▶ [DO THIS]
Reproduce the data from its first line through the line that contains "165 16 L 158", including that line, with every character unchanged.

Dataset items:
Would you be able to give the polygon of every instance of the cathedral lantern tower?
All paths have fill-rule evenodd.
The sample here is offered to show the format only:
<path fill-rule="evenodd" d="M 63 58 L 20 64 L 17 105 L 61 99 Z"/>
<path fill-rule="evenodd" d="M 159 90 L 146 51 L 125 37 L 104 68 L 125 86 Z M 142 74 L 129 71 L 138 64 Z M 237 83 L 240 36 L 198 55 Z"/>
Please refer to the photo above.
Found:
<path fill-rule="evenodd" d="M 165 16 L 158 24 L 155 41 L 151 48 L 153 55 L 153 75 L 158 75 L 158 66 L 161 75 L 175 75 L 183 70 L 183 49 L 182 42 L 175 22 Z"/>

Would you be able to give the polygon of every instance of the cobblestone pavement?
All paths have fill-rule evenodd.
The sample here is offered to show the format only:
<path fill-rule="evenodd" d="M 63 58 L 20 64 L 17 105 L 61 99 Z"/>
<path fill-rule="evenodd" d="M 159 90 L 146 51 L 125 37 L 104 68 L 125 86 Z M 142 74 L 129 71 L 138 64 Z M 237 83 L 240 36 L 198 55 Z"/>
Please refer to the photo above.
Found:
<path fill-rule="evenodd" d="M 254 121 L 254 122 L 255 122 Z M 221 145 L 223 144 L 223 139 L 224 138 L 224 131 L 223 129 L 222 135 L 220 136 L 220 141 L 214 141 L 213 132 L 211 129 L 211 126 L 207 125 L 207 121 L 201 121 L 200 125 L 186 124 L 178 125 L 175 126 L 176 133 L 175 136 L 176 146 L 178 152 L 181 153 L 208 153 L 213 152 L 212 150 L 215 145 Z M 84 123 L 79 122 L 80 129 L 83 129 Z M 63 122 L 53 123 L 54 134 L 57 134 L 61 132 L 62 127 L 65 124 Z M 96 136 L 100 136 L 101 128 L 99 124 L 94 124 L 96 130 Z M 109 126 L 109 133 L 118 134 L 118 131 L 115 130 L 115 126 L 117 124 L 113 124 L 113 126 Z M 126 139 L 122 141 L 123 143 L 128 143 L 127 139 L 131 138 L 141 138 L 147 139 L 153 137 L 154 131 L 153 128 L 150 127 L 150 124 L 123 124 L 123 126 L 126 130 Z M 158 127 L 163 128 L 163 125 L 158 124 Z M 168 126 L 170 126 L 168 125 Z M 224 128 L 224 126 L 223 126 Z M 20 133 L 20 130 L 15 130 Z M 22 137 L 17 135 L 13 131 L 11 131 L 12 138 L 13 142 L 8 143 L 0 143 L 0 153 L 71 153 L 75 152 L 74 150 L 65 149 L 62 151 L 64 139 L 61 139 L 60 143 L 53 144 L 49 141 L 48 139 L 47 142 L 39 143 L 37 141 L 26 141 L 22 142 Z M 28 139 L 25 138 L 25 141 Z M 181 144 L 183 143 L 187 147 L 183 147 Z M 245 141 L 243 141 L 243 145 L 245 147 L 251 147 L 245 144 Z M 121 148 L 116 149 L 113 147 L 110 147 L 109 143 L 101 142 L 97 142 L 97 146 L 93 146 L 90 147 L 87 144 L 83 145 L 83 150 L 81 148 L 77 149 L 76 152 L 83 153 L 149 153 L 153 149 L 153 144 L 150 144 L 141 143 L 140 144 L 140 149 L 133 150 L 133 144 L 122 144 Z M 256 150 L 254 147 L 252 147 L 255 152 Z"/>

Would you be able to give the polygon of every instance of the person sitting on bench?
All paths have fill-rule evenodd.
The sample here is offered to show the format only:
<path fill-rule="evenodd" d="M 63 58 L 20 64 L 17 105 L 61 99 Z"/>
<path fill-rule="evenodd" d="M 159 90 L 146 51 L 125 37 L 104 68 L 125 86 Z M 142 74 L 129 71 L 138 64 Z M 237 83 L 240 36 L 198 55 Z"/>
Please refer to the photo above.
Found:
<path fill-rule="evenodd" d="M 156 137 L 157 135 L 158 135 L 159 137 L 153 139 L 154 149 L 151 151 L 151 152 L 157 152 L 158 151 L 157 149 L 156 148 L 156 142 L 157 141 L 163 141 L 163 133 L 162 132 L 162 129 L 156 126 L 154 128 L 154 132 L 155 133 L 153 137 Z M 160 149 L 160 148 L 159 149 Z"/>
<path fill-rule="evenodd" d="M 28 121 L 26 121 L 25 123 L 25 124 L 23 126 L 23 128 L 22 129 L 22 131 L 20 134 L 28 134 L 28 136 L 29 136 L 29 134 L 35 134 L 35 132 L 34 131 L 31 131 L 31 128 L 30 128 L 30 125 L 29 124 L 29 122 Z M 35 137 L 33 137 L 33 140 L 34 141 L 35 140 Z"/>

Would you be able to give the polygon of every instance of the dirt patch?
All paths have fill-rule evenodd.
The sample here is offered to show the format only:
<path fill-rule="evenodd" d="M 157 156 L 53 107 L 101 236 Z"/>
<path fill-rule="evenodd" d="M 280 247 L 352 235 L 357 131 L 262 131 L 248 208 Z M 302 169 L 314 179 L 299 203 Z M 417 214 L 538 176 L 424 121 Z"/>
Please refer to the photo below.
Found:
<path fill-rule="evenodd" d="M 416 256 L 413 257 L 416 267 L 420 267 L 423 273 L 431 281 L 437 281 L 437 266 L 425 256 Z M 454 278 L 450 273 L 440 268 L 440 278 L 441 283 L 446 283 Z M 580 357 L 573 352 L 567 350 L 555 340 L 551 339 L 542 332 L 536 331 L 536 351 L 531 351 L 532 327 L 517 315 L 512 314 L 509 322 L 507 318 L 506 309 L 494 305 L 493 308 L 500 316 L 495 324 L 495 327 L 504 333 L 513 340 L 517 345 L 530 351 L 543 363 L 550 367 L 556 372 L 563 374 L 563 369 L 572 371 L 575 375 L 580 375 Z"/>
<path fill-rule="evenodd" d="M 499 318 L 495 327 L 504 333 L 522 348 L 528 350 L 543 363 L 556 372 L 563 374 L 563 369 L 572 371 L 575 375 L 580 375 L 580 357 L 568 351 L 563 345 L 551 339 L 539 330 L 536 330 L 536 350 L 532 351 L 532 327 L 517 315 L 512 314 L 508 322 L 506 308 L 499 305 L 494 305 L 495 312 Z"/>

▶ [TASK RESULT]
Would you be able to give the polygon of every instance of the cathedral lantern tower?
All paths have fill-rule evenodd.
The sample here is offered to show the format only:
<path fill-rule="evenodd" d="M 63 58 L 20 64 L 17 105 L 61 99 Z"/>
<path fill-rule="evenodd" d="M 159 90 L 146 51 L 125 37 L 104 68 L 125 86 Z M 142 74 L 129 71 L 138 64 Z M 237 83 L 240 36 L 198 55 Z"/>
Please refer to the photo above.
Found:
<path fill-rule="evenodd" d="M 165 16 L 158 24 L 155 41 L 151 48 L 153 55 L 153 75 L 158 75 L 158 66 L 161 75 L 175 75 L 183 70 L 183 49 L 182 42 L 175 22 Z"/>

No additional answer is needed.